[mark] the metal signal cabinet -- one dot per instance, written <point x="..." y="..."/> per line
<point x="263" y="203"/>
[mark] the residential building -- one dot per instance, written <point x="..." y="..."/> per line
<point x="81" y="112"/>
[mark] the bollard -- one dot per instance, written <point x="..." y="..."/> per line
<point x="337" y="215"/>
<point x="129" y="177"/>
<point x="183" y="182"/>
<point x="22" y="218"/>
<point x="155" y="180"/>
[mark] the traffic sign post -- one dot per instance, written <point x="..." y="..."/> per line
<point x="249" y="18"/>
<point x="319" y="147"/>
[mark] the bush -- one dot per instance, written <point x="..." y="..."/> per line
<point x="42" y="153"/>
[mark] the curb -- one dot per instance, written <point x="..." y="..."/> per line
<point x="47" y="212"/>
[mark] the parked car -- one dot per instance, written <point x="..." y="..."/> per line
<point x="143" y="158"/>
____
:: WHAT THIS TASK INVOLVES ::
Repeat every entry exactly, please.

:: SOLUTION ::
[mark] the metal signal cabinet -- one dot per instance, written <point x="..." y="..."/> per line
<point x="263" y="203"/>
[mark] the residential building -- one dot per instance, written <point x="..." y="..."/> per line
<point x="81" y="112"/>
[mark] the bollard -- one dot per instance, written <point x="..." y="..."/> per line
<point x="337" y="215"/>
<point x="129" y="177"/>
<point x="183" y="182"/>
<point x="22" y="218"/>
<point x="155" y="180"/>
[mark] the traffic sign post -- one dot per instance, written <point x="..." y="..."/> per line
<point x="249" y="18"/>
<point x="319" y="147"/>
[mark] the bush -- one dot per instance, written <point x="..." y="..."/> per line
<point x="42" y="153"/>
[mark] the curb -- one dot per instance, written <point x="..." y="..."/> per line
<point x="47" y="212"/>
[mark] the parked car -- one dot per instance, written <point x="..." y="..."/> per line
<point x="143" y="158"/>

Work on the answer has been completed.